Word for word, write out all of the entries that follow.

» PROVIDED DATA
-- Opening Marker --

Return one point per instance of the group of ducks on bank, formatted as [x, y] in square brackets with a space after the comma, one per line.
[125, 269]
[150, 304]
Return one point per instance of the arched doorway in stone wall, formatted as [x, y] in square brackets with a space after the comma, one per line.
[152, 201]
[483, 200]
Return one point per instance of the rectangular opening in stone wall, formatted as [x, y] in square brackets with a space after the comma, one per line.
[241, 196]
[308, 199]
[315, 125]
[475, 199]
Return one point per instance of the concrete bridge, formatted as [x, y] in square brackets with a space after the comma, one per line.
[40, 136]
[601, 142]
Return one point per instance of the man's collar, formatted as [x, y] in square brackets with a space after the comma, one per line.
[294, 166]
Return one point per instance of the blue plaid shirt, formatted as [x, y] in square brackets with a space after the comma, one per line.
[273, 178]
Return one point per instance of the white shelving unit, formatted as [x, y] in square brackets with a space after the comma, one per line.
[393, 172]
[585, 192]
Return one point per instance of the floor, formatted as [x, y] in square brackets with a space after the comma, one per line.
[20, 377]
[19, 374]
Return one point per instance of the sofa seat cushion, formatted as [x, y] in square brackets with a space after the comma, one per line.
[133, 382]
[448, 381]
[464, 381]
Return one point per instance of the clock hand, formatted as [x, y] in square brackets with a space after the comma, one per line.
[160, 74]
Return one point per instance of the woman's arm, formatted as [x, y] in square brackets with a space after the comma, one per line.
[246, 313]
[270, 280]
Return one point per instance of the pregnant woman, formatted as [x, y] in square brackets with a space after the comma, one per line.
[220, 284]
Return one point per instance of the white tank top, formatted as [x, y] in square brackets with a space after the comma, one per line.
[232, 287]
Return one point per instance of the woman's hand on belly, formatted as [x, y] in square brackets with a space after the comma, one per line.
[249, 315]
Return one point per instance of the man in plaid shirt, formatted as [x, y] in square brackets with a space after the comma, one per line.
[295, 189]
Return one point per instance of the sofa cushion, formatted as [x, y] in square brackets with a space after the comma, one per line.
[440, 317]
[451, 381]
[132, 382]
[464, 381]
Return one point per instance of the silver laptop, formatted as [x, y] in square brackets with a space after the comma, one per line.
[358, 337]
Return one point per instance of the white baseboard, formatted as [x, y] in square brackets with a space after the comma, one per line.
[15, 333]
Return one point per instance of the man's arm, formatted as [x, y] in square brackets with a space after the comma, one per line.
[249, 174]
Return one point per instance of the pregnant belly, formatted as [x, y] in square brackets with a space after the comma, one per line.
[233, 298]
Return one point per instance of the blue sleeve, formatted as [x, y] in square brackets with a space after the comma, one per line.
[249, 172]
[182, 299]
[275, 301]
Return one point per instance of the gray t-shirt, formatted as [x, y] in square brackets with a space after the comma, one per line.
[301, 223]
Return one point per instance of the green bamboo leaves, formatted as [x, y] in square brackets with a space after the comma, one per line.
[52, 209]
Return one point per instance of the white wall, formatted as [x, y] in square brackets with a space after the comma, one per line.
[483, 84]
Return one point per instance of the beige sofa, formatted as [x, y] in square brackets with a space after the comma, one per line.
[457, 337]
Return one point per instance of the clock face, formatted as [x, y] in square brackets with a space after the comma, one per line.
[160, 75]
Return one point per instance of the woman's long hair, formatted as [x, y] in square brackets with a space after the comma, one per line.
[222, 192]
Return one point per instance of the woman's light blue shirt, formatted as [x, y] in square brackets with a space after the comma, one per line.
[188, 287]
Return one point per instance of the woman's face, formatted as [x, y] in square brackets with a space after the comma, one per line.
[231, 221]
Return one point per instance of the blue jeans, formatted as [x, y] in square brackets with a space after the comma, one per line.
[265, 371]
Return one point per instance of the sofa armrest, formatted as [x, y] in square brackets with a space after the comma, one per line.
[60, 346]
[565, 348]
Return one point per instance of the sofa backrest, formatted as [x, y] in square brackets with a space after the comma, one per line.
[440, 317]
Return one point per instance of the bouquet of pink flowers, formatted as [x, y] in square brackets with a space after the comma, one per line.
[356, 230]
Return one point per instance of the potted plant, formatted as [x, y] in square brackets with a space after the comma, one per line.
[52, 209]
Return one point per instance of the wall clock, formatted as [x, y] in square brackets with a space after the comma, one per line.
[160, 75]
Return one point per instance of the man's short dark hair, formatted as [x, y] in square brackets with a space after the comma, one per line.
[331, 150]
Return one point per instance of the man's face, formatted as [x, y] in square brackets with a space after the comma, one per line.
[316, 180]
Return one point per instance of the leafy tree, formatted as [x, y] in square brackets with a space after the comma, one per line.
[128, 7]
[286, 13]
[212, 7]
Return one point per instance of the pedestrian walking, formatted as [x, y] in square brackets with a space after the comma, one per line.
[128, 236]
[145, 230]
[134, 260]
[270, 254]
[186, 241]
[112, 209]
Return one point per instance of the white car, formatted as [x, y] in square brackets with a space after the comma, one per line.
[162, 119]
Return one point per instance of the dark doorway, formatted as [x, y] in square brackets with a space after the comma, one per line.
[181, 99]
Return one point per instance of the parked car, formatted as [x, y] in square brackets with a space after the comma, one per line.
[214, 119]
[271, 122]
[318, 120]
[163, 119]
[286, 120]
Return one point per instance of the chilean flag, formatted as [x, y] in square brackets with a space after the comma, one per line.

-- Closing Marker --

» SOLUTION TO THE EXERCISE
Return one point per instance of the group of ducks on bank, formatted as [x, y] in square brackets with a space after the comma, one per line.
[125, 269]
[150, 304]
Return one point per instance of the arched doorway in stone wall, formatted as [x, y] in square brackets with a space after the comma, one per line.
[152, 201]
[483, 200]
Return one point per instance of the rectangular opening in stone wall, formatted as [x, y] in square brackets with a space after the comma, one per line.
[241, 196]
[308, 199]
[315, 125]
[475, 199]
Return one point per instance of the concrete bridge, formatted as [x, y] in square brackets with a space after the comma, one per line.
[40, 136]
[601, 142]
Return one point per instance of the man's collar, formatted as [x, y] in square brackets with a space after the comma, one per line.
[294, 166]
Return one point per instance of the blue plaid shirt, formatted as [x, y] in square brackets with a space after the comma, one per line.
[273, 178]
Return one point per instance of the white shelving unit, formatted as [x, y] in square brackets with a space after the comma, one per line.
[393, 172]
[585, 192]
Return one point per instance of the floor, formatted as [x, y] in square brackets with a space after the comma, one per line.
[20, 377]
[19, 374]
Return one point per instance of the sofa seat cushion, formatted as [x, y] in square brackets with a space after the comma, one per line.
[133, 382]
[448, 381]
[464, 381]
Return one point per instance of the clock hand, formatted as [x, y] in square brackets with a space after the comma, one per line.
[160, 74]
Return one point per instance of the woman's arm, formatted as [x, y] in square brackets with a space after the comma, one per line.
[246, 313]
[270, 280]
Return one point per instance of the pregnant woman, formatted as [x, y] in square brackets with a space after the comma, one per line.
[220, 284]
Return one point per instance of the white tank top, formatted as [x, y] in square brackets with a space after the comma, one per line.
[232, 287]
Return one point per instance of the woman's hand on belly, formatted as [x, y] in square brackets with a space after the comma, one per line.
[249, 315]
Return one point per instance of the man in plaid shirt, formatted as [x, y] in square brackets with a space after the comma, one per line.
[295, 189]
Return one point per instance of the sofa cushion, formatted as [x, y] in square brackets with a space after the comma, one per line.
[440, 317]
[451, 381]
[132, 382]
[464, 381]
Return one point per instance of the silver laptop, formatted as [x, y] in square brackets with a space after the comma, one per line.
[358, 337]
Return one point per instance of the white baseboard, formatted as [x, y] in square brackets with a space after the comma, one per line.
[15, 333]
Return one point per instance of the man's arm, formatted as [x, y] in square brackets with a space after the comma, one per line.
[249, 174]
Return one point per instance of the pregnant belly, formatted as [x, y] in square brackets with a space after the comma, one per line.
[233, 298]
Return one point per instance of the blue sleeve, formatted as [x, y] in square brackets with a space after the comma, one per line.
[249, 172]
[182, 299]
[275, 301]
Return one point per instance of the gray t-shirt, formatted as [x, y] in square brackets with a space after the comma, one per line.
[301, 223]
Return one point per instance of the green bamboo leaves, formatted as [x, y] in square brackets with a space after the comma, one per line.
[52, 209]
Return one point per instance of the white wall, formatted as [x, y] in square brackets with a space after the comma, one per line.
[483, 84]
Return one point per instance of the beige sofa, formatted as [x, y] in square brackets with a space after the comma, one per line.
[457, 337]
Return one point per instance of the clock face, formatted as [x, y] in square brackets with a space after the comma, one per line.
[160, 75]
Return one point per instance of the woman's long hair, formatted as [x, y] in square brackets with a space after the comma, one per line.
[222, 192]
Return one point per instance of the woman's light blue shirt, formatted as [x, y] in square brackets with a space after the comma, one per line.
[188, 287]
Return one point per instance of the woman's face, formatted as [x, y] in square brackets with a space after the comma, one per line.
[231, 221]
Return one point per instance of the blue jeans, formatted as [x, y] in square brackets with a space after the comma, one per line.
[265, 371]
Return one point per instance of the sofa armrest, formatted as [x, y] in square brackets with a space after the comma, one per line.
[60, 346]
[565, 348]
Return one point per instance of the sofa backrest, formatted as [x, y] in square brackets with a space after the comma, one per line.
[440, 317]
Return one point per instance of the bouquet of pink flowers, formatted as [x, y] in square brackets with a space after the comma, one per line.
[356, 230]
Return one point per instance of the potted plant, formatted as [x, y] in square brackets with a space after the comma, one per line.
[52, 209]
Return one point per instance of the wall clock, formatted as [x, y] in square brackets with a space after the comma, one per line.
[160, 75]
Return one point per instance of the man's short dark hair, formatted as [x, y] in square brackets with a space after the comma, one per line.
[331, 150]
Return one point per instance of the man's face, formatted as [x, y] in square brackets with a space after the comma, one per line.
[316, 180]
Return one point per instance of the leafy tree, formatted as [x, y] in square brackets with a space after the comma, one per line.
[128, 7]
[286, 13]
[212, 7]
Return one point per instance of the pedestrian walking, formatted as [x, y] in square brackets with a space after the comma, one per line.
[128, 236]
[145, 230]
[134, 260]
[270, 254]
[186, 241]
[112, 209]
Return one point per instance of the white car, formatted as [x, y] in square brackets with a space after the comma, one per line.
[162, 119]
Return one point per instance of the dark doorway, formatted as [x, y] in square brackets with a space after the comma, one per line.
[181, 99]
Return one point per instance of the parked car, formatted as [x, y] in square brackets with a space after the comma, one per line.
[214, 119]
[271, 122]
[318, 120]
[163, 119]
[286, 120]
Return one point per instance of the chilean flag, formatted as [x, y] in square brackets with a space after the comma, one per line.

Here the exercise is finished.